## start Records for the exercise

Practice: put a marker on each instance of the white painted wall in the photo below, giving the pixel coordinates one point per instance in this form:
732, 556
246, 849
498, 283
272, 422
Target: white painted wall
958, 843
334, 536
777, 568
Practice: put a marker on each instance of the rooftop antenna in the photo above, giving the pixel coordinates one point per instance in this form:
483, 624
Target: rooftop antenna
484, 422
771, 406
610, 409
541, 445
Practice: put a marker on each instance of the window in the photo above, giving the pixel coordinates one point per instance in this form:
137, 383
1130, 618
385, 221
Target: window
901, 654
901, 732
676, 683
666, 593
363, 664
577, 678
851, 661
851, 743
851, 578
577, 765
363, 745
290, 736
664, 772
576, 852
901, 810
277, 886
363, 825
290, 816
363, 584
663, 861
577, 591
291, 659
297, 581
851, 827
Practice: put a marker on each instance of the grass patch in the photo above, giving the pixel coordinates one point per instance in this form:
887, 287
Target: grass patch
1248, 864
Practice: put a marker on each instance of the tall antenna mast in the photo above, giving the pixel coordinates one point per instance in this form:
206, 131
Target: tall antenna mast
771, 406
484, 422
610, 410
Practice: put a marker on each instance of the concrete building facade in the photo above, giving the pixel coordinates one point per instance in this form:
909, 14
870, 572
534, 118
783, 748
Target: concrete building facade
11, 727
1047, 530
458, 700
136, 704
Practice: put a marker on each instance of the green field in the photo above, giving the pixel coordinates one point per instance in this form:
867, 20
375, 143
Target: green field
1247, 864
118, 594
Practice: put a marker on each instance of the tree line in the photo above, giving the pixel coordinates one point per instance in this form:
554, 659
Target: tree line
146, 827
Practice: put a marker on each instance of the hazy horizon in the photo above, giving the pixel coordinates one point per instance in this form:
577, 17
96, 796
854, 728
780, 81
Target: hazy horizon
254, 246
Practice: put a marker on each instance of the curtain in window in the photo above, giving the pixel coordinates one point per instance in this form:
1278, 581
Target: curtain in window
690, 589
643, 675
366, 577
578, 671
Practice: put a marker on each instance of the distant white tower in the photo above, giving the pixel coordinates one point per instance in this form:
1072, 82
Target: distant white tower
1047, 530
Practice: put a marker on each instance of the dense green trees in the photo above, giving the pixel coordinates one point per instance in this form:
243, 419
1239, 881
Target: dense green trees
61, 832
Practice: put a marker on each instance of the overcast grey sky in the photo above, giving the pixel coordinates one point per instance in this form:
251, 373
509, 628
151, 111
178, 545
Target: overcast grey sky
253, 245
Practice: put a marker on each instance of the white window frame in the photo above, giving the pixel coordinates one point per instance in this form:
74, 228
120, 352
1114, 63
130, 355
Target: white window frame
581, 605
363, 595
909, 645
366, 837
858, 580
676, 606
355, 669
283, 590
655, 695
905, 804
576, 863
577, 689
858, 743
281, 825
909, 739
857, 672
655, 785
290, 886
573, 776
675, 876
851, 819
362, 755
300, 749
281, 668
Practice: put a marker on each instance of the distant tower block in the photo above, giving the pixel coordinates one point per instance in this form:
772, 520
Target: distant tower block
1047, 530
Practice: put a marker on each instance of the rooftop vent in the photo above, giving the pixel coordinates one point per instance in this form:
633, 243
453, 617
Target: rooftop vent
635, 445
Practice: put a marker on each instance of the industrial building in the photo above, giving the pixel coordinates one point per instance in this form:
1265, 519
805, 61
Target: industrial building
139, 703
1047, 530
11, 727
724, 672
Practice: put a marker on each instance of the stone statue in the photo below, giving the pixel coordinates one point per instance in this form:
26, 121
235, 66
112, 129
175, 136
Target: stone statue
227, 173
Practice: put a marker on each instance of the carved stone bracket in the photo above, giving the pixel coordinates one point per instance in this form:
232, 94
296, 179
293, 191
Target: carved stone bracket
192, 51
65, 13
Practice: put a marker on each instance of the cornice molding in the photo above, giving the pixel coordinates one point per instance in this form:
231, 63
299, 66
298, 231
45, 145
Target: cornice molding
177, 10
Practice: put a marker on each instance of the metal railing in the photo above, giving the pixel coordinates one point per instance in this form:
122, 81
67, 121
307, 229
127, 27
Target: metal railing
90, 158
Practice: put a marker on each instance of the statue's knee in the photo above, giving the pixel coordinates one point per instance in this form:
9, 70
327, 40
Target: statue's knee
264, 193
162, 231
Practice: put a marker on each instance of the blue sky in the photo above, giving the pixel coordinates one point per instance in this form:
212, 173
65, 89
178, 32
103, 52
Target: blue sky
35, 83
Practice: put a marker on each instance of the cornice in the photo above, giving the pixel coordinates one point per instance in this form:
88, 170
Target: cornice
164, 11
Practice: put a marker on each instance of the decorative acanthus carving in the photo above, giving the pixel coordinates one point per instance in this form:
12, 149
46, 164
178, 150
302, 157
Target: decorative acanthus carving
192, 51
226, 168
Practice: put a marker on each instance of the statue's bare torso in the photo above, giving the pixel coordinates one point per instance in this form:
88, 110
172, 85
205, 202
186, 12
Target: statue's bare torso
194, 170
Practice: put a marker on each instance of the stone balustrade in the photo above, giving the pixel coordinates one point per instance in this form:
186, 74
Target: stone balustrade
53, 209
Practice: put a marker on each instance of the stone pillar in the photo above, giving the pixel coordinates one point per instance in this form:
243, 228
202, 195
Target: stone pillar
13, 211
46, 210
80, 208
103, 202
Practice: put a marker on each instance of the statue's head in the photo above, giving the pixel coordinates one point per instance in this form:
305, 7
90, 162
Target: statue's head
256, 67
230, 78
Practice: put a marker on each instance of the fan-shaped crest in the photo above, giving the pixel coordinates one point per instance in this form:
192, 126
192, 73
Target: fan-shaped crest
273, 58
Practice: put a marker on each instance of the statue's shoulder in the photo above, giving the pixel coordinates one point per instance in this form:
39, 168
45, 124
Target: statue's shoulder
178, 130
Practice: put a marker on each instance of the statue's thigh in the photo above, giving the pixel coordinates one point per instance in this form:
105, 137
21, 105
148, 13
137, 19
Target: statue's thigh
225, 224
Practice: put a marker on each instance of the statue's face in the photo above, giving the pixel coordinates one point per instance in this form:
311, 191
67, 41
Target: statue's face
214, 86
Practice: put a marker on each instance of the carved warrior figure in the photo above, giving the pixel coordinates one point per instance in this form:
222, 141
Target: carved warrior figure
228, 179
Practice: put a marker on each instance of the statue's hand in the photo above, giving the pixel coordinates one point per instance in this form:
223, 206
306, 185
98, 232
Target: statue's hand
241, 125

## end Records for the exercise

▶ **Task requirements**:
Pull out each record as written and restate it exactly.

▶ **Problem solution**:
Practice: put a marker on each instance of the white painted wall in the photo below, giving the pixel coordinates one point per instance in this form:
732, 556
246, 849
498, 283
272, 422
Target: white painted wall
958, 843
334, 536
777, 568
Practice: put a marker on each instance of the rooftop antenna in the photo above, giving the pixel coordinates one point per instance in this form:
483, 624
Target: rooftop antenna
484, 422
771, 406
610, 409
541, 445
Practice: put a marker on each instance of the window in the photo above, giving the pixel coordinates one point per instance in this form:
137, 383
1130, 618
385, 221
Target: window
901, 654
901, 732
676, 683
666, 593
363, 664
577, 678
851, 661
851, 743
851, 578
577, 765
363, 745
290, 736
664, 772
576, 852
901, 810
277, 886
363, 825
290, 816
363, 584
663, 861
577, 591
291, 659
297, 581
851, 827
Practice: put a marker on each instance of the grass patch in the photo above, giving the pixel coordinates one point per instance in this form:
887, 287
Target: grass patch
1248, 864
Practice: put a marker on each instance of the tall antenna mast in the photo above, giving the pixel coordinates one point per instance in this form:
206, 131
Target: tall antenna mast
771, 406
484, 422
610, 410
Practice: put a marker on each instance of the concrete building facade in the photo above, giving the pixel coordinates one point per instance in this form:
909, 14
870, 572
534, 118
783, 748
Target: concrete building facade
11, 727
1047, 530
458, 700
136, 704
Practice: put a marker on each instance of the green field in the photo above, giving the pixel coordinates one point per instance in this form:
867, 20
375, 143
Target: green field
1247, 864
118, 594
Practice: put a marker on each instance of the tree line in the photo above, giving the pixel coordinates one point per instance in this form:
554, 659
Target: tree line
146, 827
Practice: put a marker on each instance of the hazy horizon in the photo above, giving the pixel coordinates one point per instance in this form:
577, 17
96, 796
854, 728
780, 81
Target: hazy horizon
254, 246
Practice: put a marker on each instance of the curtain in window in the photo above, giving the pixel coordinates one point per instance in this form:
1278, 581
Target: curtain in window
690, 589
643, 675
366, 577
578, 671
Practice: put a marker on each instance of the distant white tower in the photo above, giving the pixel coordinates one point per instance in this form:
1072, 82
Target: distant white tower
1047, 530
Practice: put a marker on each instance of the dense green trees in the photo above, giving the pixel coordinates one point per instance in this form:
243, 419
1239, 881
Target: dense green trees
61, 832
Practice: put a marker on each instance of the overcast grey sky in the photo above, giving the pixel coordinates one point per instance in this form:
251, 373
509, 628
151, 111
178, 545
Target: overcast grey sky
253, 245
Practice: put a marker on each instance of the white window frame in the photo above, giving the pixel coordinates one point per instance in this form:
74, 228
120, 352
1114, 63
130, 355
Target: white window frame
581, 605
363, 595
909, 645
366, 837
858, 580
676, 606
355, 669
283, 590
655, 695
905, 804
576, 863
577, 689
858, 743
281, 825
909, 739
857, 672
655, 785
290, 886
573, 776
675, 876
851, 819
362, 755
300, 749
281, 668
Practice: put a marker on each instance of the distant tower block in the photo above, giving the pixel coordinates one point per instance in this form:
772, 520
Target: distant tower block
1047, 530
Practice: put a marker on each instance of the rooftop vent in the photo above, giving the pixel coordinates one point per instance in this form:
633, 243
453, 617
Target: rooftop vent
635, 445
Practice: put a marker on each instance of the industrial building in the photo above, giving the pixel coordinates one point per instance in this form:
1265, 519
805, 61
Target: industrial building
139, 703
1047, 530
11, 727
724, 672
Practice: put a marker on each instance of the stone statue in the photo below, giving the pixel coordinates one point per instance in this form:
26, 121
235, 66
112, 129
175, 136
Target: stone statue
227, 173
Practice: put a marker on each instance of the carved stone bracket in the photo above, giving the pixel coordinates one point per instance in this form:
232, 94
296, 179
293, 191
Target: carved stone bracket
192, 51
65, 13
Practice: put a marker on each instance of the cornice molding in the photo above, giving the pixel coordinates one point per instance in this form:
231, 63
299, 66
298, 231
45, 145
Target: cornice molding
177, 10
Practice: put a marker on each instance of the metal railing in the photo above, giving the pixel coordinates one point per instance in this form:
122, 81
67, 121
307, 229
127, 27
Target: metal railing
90, 158
Practice: put a marker on each instance of the statue's knee in the photo above, giving the pixel coordinates one point per instance in this form:
9, 70
327, 40
Target: statue's knee
264, 193
162, 231
Practice: put a marker on each instance of the blue sky in the photo above, giving the pixel coordinates one point per instance in this form:
212, 173
65, 89
178, 32
103, 52
Target: blue sky
35, 83
Practice: put a marker on each instance of the cornice in the photo above, giving the pixel coordinates one point per instance in this form:
88, 170
Target: cornice
164, 11
Practice: put a marker on each instance of the decorative acanthus carving in the photo above, giving the pixel coordinates one point per instance in this form:
12, 149
46, 164
178, 150
302, 157
Target: decorative acanthus carving
192, 51
226, 168
Practice: put a marker on each instance of the statue's bare torso in the photo above, giving the pixel coordinates one point per instance in this form:
88, 110
172, 85
205, 202
186, 12
Target: statue's bare torso
194, 170
Practice: put a marker on each instance of the stone balustrade in the photo above, giving the pixel coordinates one point per instance in this form:
186, 74
Target: stone balustrade
53, 209
Practice: put a marker on each instance of the stone pillar in the photo above, giving the pixel coordinates one point per instance in this form:
243, 228
202, 195
Target: stone pillar
13, 211
46, 210
80, 208
103, 202
Practice: put a marker on each instance of the statue's head in the photo above, giving the pixel coordinates one point per instance in this form:
305, 7
90, 162
Target: statue's head
256, 67
230, 78
Practice: put a marker on each instance of the fan-shaped crest in the photo above, giving the pixel coordinates one point per instance in this form:
192, 126
192, 73
Target: fan-shaped crest
273, 58
Practice: put a marker on each instance of the statue's shoulder in the photo above, giving the pixel coordinates one point per instance in this form:
39, 168
45, 124
Target: statue's shoulder
178, 130
Practice: put a marker on each instance of the statue's thigh in the photo above, giving the pixel coordinates one point per instance in this form:
105, 137
21, 105
148, 13
137, 19
Target: statue's thigh
225, 224
Practice: put a marker on each instance of the statue's face in the photo above, giving the pixel coordinates one point per instance in this form:
311, 191
67, 41
Target: statue's face
214, 86
Practice: put a marker on each instance of the carved warrior figure in the photo above, giving the pixel coordinates one point per instance in this form:
222, 141
Target: carved warrior figure
228, 179
Practice: put a marker on each instance of the statue's hand in the photo above, giving the pixel coordinates one point per instance in this form:
223, 206
306, 185
98, 232
Target: statue's hand
241, 125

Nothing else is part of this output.